■ **Task**: Your response should consist of the records, reproduced exactly.

■ **Data under study**:
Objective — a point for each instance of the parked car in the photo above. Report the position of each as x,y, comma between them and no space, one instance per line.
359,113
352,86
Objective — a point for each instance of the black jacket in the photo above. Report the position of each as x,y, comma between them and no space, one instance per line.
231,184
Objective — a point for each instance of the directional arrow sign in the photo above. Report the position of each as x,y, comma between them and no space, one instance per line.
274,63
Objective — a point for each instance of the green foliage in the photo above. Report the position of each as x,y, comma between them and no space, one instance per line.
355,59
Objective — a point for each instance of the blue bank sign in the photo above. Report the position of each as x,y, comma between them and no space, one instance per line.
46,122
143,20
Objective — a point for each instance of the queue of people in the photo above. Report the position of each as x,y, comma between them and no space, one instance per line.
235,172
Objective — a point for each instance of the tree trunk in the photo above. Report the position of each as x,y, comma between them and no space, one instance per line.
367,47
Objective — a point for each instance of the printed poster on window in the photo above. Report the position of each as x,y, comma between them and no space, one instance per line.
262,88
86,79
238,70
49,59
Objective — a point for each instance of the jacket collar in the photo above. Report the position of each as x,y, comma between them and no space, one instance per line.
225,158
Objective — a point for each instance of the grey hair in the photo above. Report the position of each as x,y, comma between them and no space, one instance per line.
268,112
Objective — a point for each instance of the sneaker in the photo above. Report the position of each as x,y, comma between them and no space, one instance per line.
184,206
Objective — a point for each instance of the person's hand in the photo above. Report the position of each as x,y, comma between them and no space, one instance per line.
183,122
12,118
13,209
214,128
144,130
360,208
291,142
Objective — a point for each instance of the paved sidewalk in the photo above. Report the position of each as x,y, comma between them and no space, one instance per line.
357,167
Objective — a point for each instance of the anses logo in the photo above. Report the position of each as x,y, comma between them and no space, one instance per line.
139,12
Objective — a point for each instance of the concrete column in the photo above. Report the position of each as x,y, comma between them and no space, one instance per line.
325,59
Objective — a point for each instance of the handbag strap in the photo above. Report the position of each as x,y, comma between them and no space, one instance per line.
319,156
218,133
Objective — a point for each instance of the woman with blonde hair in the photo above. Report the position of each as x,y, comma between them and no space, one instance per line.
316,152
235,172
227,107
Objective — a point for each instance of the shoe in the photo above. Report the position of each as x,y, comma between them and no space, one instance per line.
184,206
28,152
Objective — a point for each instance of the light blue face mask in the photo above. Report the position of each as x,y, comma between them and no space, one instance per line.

■ **Answer to the exercise**:
Objective — a point for each instance of the parked car in the photo above. Report the position of each as x,y, comma between them and no space, one instance per line.
359,113
352,86
Objective — a point for each instance of the black jacket in the photo above. Report the position of each as x,y, comma between them and no space, one instance per line.
231,184
Objective — a point for each instance of the directional arrow sign in the photo above. Report the position of each as x,y, comma between them and no space, one instance per line.
274,63
Objective — a point for each instance of the green foliage in the photo above. Report the position of each as x,y, comma between them and no space, one instance per line.
355,59
Objective — a point for each instance of the blue bank sign in the photo above. Report the position of each as x,y, comma between them and no space, one instance per line.
46,122
143,20
Objective — a point for each instance of the queue of people in the photo above. Report the position of each as x,y, comma between them and no space, one instance per line.
235,172
Objective — a point for each instance of the tree trunk in the photo above. Report the position of each as x,y, comma between them and no space, one instance per line.
367,47
Objective — a point for each instance of the printed poster on window in the photo above. Report the position of each as x,y, comma between them and no space, one instance per line.
262,88
86,79
238,70
49,59
Objective — a point for each instance of the jacket collar in the photo above. Report the position of each as x,y, comma between them and no space, one instance per line.
225,158
Objective — a point for each instance of the grey hair in the photo above. Report the position of each as x,y, comma between them and no space, one instance per line.
268,112
Objective — a point for each instance of the sneaker in the photo above. Report the position of each as x,y, comma between them and no space, one instance per line.
184,206
Objective — a point for each instance of the person's hand in the photo above. Report the position of each as x,y, comma between them and no space, one instance per line.
183,122
12,118
13,209
214,128
144,130
360,208
291,142
Objective — a point for each instance of the paved sidewalk in the photo above. Report the position of each as x,y, comma between them and no space, one instance per line.
357,167
Objective — a point for each instance of the anses logo in the photo above. Report the position of each as x,y, comma between them and no space, one instance per line.
139,12
Objective — a point for each instance of the concrete column in the photo above. Report the position of each as x,y, comma between them and no space, one instance per line.
325,59
Objective — a point for each instance of the handbag strap in the photo above. Report the position of each as x,y, comma between them and no space, one instance per line.
319,156
218,133
Objective — a point for each instance of the woman with blonde hair in the photo above. Report the position of each as x,y, comma between them and no space, one instance per line.
316,152
235,172
227,107
Objective — a point for each instance of the shoe in the photo above. Report the position of each as x,y, comma between them and no space, one instance per line.
184,206
28,152
Objective — a point for each instance of the light blue face mask in the photo above. Report the position of each as x,y, comma between them and no space, one instance per line.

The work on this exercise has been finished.